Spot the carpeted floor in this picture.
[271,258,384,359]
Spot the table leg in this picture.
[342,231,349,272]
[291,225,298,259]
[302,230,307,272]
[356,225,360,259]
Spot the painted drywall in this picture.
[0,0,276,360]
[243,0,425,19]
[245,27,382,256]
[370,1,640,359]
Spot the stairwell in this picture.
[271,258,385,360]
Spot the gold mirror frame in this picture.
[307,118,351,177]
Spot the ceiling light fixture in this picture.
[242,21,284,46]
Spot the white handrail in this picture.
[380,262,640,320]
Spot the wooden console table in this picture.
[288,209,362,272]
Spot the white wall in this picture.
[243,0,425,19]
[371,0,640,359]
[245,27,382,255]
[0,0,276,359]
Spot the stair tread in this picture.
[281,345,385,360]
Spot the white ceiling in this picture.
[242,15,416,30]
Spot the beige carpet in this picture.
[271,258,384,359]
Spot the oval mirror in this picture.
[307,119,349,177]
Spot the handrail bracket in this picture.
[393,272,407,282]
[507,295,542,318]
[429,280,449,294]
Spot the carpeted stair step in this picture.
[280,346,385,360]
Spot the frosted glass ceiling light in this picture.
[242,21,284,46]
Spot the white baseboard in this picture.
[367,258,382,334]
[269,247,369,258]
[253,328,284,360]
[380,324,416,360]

--

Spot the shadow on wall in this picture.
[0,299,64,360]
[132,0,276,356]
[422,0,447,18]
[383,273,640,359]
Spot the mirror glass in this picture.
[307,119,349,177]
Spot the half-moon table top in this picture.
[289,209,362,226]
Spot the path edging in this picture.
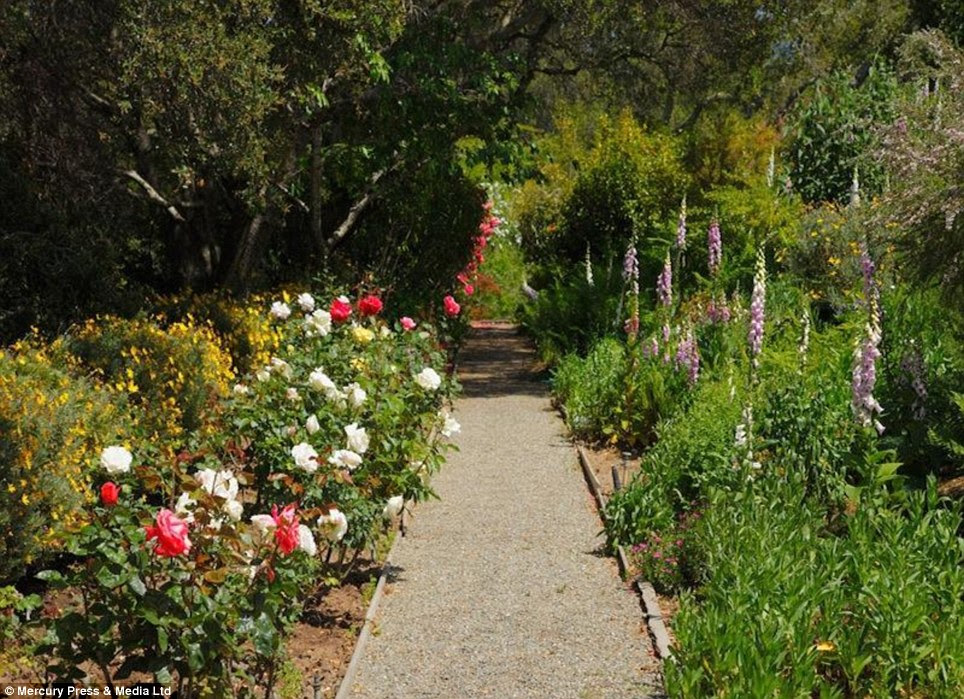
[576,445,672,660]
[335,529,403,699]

Your task:
Rescale the rows above, starting at the line containing "Spot the gold mirror frame in this picture." and ending at the line containing "[380,324,416,360]", and include both of those lines. Repeat every line in that range, including the requests, but multiply each bounding-box coordinate by 1.2 and round to a whole number, with halves rounded up.

Final answer:
Spot the gold mirror frame in this picture.
[368,142,421,212]
Spot the ceiling light fixture in this picture.
[290,25,341,55]
Spot the white handrail in this picture.
[456,314,768,384]
Spot the wooden console table in this picture.
[346,251,434,326]
Spot the white wall in this picture.
[292,0,510,23]
[445,0,768,431]
[294,32,458,306]
[0,0,331,431]
Spot the stair tread in this picture.
[337,414,462,432]
Spot the white ceiling in this picture.
[290,18,499,36]
Spot the beige carpet in this picture.
[325,310,461,431]
Spot the oval mirror in this picture.
[368,143,419,212]
Spot the handrail bracket in this picture.
[472,326,488,338]
[608,354,650,382]
[515,336,539,353]
Spot the carpeted stair step in this picture.
[336,415,462,432]
Spot the frosted glass ceiling light in this picture.
[290,25,341,55]
Spot the white baseboard in this picture.
[440,310,458,401]
[323,296,443,310]
[304,394,341,432]
[456,389,499,432]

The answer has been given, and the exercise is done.